**Task objective**
With the line containing "with the small" as the starting point, output the remaining lines of the data exactly as they are, through the last.
*** Opening of Supplied material ***
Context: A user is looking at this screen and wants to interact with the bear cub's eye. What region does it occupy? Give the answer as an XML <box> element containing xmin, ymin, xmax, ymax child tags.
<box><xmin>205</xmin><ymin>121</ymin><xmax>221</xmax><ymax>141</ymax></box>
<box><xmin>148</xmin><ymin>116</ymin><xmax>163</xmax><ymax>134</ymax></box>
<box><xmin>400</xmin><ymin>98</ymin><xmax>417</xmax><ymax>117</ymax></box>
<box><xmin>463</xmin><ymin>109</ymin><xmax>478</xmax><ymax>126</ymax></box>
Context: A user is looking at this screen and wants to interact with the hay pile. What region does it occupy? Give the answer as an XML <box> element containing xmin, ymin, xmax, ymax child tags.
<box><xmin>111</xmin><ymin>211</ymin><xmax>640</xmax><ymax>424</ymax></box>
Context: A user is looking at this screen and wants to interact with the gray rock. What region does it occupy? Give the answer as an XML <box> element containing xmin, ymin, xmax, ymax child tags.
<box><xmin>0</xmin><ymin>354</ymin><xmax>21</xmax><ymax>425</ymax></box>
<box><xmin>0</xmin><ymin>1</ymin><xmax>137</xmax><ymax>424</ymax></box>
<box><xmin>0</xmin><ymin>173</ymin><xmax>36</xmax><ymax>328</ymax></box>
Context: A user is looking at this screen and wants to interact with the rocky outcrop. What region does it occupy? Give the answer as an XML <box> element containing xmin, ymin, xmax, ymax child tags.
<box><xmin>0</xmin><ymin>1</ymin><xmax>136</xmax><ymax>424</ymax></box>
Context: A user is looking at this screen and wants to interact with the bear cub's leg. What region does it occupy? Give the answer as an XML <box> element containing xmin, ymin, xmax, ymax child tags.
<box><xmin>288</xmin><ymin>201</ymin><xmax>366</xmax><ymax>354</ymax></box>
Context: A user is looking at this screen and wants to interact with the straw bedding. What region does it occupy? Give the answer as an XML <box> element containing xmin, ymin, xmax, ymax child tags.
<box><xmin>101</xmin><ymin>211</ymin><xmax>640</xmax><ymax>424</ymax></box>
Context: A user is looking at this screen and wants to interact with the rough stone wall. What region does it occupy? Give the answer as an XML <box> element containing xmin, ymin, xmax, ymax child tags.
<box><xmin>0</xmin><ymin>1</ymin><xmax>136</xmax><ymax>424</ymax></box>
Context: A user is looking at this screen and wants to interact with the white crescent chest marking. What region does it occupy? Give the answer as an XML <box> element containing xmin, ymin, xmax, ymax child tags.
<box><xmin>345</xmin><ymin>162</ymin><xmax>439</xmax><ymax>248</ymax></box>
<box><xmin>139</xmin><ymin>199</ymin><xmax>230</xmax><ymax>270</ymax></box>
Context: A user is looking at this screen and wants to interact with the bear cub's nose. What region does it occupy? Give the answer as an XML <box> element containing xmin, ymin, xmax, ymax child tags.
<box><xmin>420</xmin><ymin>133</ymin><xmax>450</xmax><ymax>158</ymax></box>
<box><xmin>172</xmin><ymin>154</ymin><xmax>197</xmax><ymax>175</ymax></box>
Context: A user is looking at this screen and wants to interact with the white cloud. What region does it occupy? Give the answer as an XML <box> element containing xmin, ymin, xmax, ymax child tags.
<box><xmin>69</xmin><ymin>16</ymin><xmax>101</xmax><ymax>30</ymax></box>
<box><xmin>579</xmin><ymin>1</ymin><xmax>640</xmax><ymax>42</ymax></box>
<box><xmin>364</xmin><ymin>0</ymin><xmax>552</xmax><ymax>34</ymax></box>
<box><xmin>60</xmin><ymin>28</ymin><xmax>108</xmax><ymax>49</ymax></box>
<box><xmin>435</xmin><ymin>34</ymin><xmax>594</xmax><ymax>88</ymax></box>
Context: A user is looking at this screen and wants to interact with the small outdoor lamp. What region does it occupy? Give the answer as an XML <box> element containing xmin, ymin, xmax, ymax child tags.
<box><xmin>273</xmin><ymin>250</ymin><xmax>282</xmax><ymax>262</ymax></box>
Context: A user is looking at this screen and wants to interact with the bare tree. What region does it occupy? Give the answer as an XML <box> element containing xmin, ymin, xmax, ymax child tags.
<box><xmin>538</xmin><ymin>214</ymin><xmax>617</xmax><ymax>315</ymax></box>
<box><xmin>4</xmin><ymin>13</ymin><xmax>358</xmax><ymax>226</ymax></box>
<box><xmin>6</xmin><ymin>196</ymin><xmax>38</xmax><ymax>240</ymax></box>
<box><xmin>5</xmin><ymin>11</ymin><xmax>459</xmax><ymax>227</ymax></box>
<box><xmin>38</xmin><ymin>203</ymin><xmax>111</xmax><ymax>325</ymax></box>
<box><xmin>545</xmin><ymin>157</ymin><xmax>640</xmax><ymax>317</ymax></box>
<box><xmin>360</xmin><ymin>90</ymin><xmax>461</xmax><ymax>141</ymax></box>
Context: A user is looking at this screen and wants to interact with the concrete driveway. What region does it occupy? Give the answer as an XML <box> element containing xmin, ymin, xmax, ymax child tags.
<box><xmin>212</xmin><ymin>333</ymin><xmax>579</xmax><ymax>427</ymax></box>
*** Close of Supplied material ***
**Response to the exercise**
Context: A user is looking at this screen and wants to interact with the small outdoor lamp. What region does it occupy? Give the answer as an XML <box> element containing xmin, ymin, xmax, ymax child tags.
<box><xmin>273</xmin><ymin>250</ymin><xmax>282</xmax><ymax>262</ymax></box>
Context: A user is looking at this screen and wants to interact with the bare tree. What region does it occupy? Give the answer as an XML <box> element containing xmin, ymin, xmax, ymax child tags.
<box><xmin>538</xmin><ymin>214</ymin><xmax>617</xmax><ymax>315</ymax></box>
<box><xmin>4</xmin><ymin>13</ymin><xmax>358</xmax><ymax>226</ymax></box>
<box><xmin>6</xmin><ymin>196</ymin><xmax>38</xmax><ymax>240</ymax></box>
<box><xmin>5</xmin><ymin>11</ymin><xmax>459</xmax><ymax>227</ymax></box>
<box><xmin>38</xmin><ymin>203</ymin><xmax>111</xmax><ymax>325</ymax></box>
<box><xmin>545</xmin><ymin>157</ymin><xmax>640</xmax><ymax>317</ymax></box>
<box><xmin>360</xmin><ymin>90</ymin><xmax>461</xmax><ymax>141</ymax></box>
Context: A user is looking at this screen and wants to interact with the concrete driveway. What region does it occupy? Give the answer as an XML <box> element containing xmin, ymin, xmax, ymax child tags.
<box><xmin>212</xmin><ymin>333</ymin><xmax>579</xmax><ymax>427</ymax></box>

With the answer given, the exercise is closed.